**Input rows**

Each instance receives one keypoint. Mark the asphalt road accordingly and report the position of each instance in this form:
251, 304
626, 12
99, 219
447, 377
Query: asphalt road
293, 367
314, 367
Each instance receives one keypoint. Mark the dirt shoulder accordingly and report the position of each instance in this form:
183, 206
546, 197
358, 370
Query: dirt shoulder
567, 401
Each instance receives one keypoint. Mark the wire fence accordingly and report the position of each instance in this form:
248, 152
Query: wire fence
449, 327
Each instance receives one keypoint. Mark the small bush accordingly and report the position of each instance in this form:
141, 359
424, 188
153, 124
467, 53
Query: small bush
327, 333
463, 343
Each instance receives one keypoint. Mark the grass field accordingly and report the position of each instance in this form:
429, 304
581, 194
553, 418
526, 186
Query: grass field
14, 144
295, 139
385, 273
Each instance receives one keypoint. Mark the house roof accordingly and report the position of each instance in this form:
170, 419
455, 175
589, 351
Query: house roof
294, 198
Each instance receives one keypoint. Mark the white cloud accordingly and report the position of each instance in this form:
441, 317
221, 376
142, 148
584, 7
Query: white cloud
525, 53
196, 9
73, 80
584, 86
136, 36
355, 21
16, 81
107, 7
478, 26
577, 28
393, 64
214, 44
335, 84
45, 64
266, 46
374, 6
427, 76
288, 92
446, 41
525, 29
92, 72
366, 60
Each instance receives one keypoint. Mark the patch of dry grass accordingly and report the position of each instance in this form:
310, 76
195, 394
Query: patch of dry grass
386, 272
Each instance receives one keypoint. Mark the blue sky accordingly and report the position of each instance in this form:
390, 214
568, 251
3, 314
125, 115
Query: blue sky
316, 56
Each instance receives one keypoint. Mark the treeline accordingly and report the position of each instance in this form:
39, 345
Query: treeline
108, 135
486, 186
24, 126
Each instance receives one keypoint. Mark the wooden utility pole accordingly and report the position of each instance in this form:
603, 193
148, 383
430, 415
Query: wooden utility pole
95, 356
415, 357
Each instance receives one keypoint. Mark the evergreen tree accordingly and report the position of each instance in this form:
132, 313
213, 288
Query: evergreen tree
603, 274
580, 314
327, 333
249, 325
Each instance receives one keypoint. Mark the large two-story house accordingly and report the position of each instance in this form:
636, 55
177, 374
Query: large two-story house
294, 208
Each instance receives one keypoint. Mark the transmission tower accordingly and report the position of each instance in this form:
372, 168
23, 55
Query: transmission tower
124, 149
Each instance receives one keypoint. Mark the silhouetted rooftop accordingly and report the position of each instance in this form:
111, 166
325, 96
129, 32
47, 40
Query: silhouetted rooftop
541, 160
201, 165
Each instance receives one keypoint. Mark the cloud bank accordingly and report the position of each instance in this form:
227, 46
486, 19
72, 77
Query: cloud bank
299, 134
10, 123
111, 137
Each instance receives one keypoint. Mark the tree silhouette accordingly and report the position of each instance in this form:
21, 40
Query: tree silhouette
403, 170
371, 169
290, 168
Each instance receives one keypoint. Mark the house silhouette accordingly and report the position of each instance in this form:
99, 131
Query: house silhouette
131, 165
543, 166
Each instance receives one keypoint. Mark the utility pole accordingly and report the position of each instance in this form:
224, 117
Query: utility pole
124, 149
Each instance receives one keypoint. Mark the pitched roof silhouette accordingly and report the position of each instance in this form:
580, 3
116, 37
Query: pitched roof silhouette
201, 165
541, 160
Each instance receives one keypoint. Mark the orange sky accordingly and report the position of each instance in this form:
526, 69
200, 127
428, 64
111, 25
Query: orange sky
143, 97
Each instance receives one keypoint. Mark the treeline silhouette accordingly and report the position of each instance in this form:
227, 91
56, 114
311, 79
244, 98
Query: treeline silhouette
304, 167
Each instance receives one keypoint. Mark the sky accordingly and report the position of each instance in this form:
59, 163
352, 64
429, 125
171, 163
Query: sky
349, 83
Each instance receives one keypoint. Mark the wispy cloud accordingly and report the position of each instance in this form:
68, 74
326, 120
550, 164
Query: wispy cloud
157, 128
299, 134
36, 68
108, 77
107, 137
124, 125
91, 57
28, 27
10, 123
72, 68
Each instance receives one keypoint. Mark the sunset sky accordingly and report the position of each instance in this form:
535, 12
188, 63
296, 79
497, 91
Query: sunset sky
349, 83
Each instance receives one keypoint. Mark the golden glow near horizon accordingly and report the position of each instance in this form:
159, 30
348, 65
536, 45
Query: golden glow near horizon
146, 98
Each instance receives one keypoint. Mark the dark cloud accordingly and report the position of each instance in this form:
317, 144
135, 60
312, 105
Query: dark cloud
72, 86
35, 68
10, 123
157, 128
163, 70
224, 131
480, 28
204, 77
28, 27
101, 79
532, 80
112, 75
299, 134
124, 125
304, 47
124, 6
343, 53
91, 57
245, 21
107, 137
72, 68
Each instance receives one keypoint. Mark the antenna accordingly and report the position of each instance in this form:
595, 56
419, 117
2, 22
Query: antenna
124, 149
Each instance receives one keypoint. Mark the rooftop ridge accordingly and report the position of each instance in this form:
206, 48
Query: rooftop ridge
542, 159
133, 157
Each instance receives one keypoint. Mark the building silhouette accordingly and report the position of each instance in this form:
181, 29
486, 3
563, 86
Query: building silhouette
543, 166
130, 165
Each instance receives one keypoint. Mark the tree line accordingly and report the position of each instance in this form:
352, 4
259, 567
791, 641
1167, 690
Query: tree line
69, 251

**Exercise goal**
Return all of the data word for word.

**Reply**
Each instance receives one keypoint. Mark the asphalt road accordingly and report the position of each instance in this form:
251, 304
626, 12
99, 219
447, 377
Query: asphalt road
293, 367
314, 367
Each instance receives one keypoint. Mark the dirt shoulder accordingly and report the position of each instance in this form:
183, 206
546, 197
358, 370
Query: dirt shoulder
567, 401
Each instance receives one keypoint. Mark the wire fence accordingly and report the position of each instance in this form:
248, 152
Query: wire fence
449, 327
Each instance receives one keypoint. Mark the small bush accordingly and report the position of each instance in this form:
141, 359
424, 188
153, 124
467, 53
Query: small bush
327, 333
463, 343
Each instance receives one keypoint. Mark the grass field accordingly and report the position of each instance in this form:
429, 304
581, 194
553, 418
526, 186
Query: grass field
14, 144
295, 139
385, 273
Each instance receives one keypoint. Mark the house roof accordingly and report the position of each instance in this form:
170, 419
455, 175
589, 351
Query: house roof
294, 198
Each instance receives one keypoint. Mark the white cloud accordingly and report the position of each instance in this form:
441, 317
221, 376
142, 148
584, 7
Query: white cloud
525, 53
196, 9
73, 80
584, 86
136, 36
355, 21
16, 81
107, 7
478, 26
577, 28
393, 64
214, 44
335, 84
45, 64
266, 46
374, 6
427, 76
288, 92
446, 41
525, 29
92, 72
366, 60
Each instance receives one keypoint. Mark the patch of dry grass accordingly and report the position of each instance in this form:
310, 76
195, 394
Query: patch of dry grass
386, 272
Each instance receives one keypoint. Mark the blue sky accordingly and report the position of each instance in this form:
390, 214
568, 251
3, 314
125, 115
Query: blue sky
316, 56
Each instance receives one keypoint. Mark the treeline accordingly and report the position of each instance in this form:
39, 345
Query: treeline
108, 135
486, 186
24, 126
Each instance receives one keypoint. Mark the wooden utility pole accordingly and report the position of each instance in this form:
603, 193
148, 383
430, 415
Query: wooden utility pole
95, 356
415, 357
Each instance receives one keypoint. Mark the evergreen tree accordingly and report the position of each instance in this form:
132, 313
213, 288
Query: evergreen tree
603, 274
580, 314
327, 333
249, 325
Each instance receives one keypoint. Mark the large two-story house accordingly and report the position of each instance in this form:
636, 55
177, 374
Query: large two-story house
294, 208
Each instance receives one keypoint. Mark the transmission tower accordingly and report the position of each instance in this form:
372, 168
23, 55
Query: transmission tower
124, 149
Each instance receives one keypoint. Mark the silhouetted rooftop accordingly and report the position of each instance in this form:
111, 166
325, 96
129, 32
47, 40
Query: silhouetted rooftop
541, 160
201, 165
Each instance receives one keypoint. Mark the cloud bank accordingly and report the position of each instance in this form:
227, 46
486, 19
72, 77
Query: cloud bank
299, 134
10, 123
111, 137
Each instance receives one keypoint. Mark the tree silhouette accordingly and report the position of each instance in this form:
21, 40
Query: tree silhouette
403, 170
371, 169
290, 168
Each instance receives one keypoint. Mark the house silhouette accordingly and report the position of each instance in this form:
99, 131
Query: house silhouette
131, 165
543, 166
Each instance receives one keypoint. Mark the utility pole accordingly and report the position of each instance in this form:
224, 117
Query: utility pole
124, 149
Each instance receives one keypoint. Mark the pitched roof silhouette accordingly and report the position of each instance in this form:
580, 3
116, 37
Query: pitched roof silhouette
201, 165
541, 160
Each instance receives one keypoint. Mark the orange sky accordingly and report the position of each instance in this form:
526, 69
200, 127
428, 64
111, 25
Query: orange sky
143, 97
Each instance receives one keypoint. Mark the treeline silhouette accordingly and report the position of each instance in this form:
227, 91
56, 114
311, 79
244, 98
Query: treeline silhouette
304, 167
Each instance receives one keypoint. Mark the sky accordingly and report the position of each instance in this form:
59, 163
352, 64
429, 125
171, 163
Query: sky
349, 83
Each instance receives one keypoint. Mark the wispy cloud accordingly and report the position of each instance in this form:
68, 74
326, 120
550, 164
Query: wispy cloud
157, 128
299, 134
36, 68
108, 77
107, 137
124, 125
91, 57
28, 27
10, 123
72, 68
Each instance receives one keypoint. Mark the sunset sky accordingly and report the position of each instance in this form:
535, 12
188, 63
296, 79
497, 91
Query: sunset sky
349, 83
Each instance receives one keypoint. Mark the golden glow near horizon accordingly and report the position of each instance in this form:
159, 30
348, 65
536, 45
Query: golden glow near horizon
146, 98
Each instance receives one keypoint. Mark the dark cloud accordingly and report the position of each instance in this form:
317, 144
135, 60
312, 105
Query: dark cloud
72, 86
35, 68
10, 123
157, 128
163, 70
224, 131
480, 28
204, 77
28, 27
101, 79
532, 80
112, 75
299, 134
124, 125
304, 47
124, 6
343, 53
91, 57
245, 21
107, 137
72, 68
Each instance receives one keypoint. Mark the antenna accordingly and report the position of each instance in this form:
595, 56
419, 117
2, 22
Query: antenna
124, 149
Each instance receives one keypoint. Mark the rooftop ridge accordingly and report the position of each instance in this form:
206, 48
Query: rooftop ridge
542, 159
133, 157
Each instance receives one keypoint. Mark the building silhouette accordingly and report the position of each instance in this form:
181, 29
486, 3
563, 86
Query: building silhouette
543, 166
130, 165
Each instance receives one keypoint. Mark the tree line accordingly and report the position of each instance in this form:
352, 4
259, 567
791, 641
1167, 690
Query: tree line
69, 251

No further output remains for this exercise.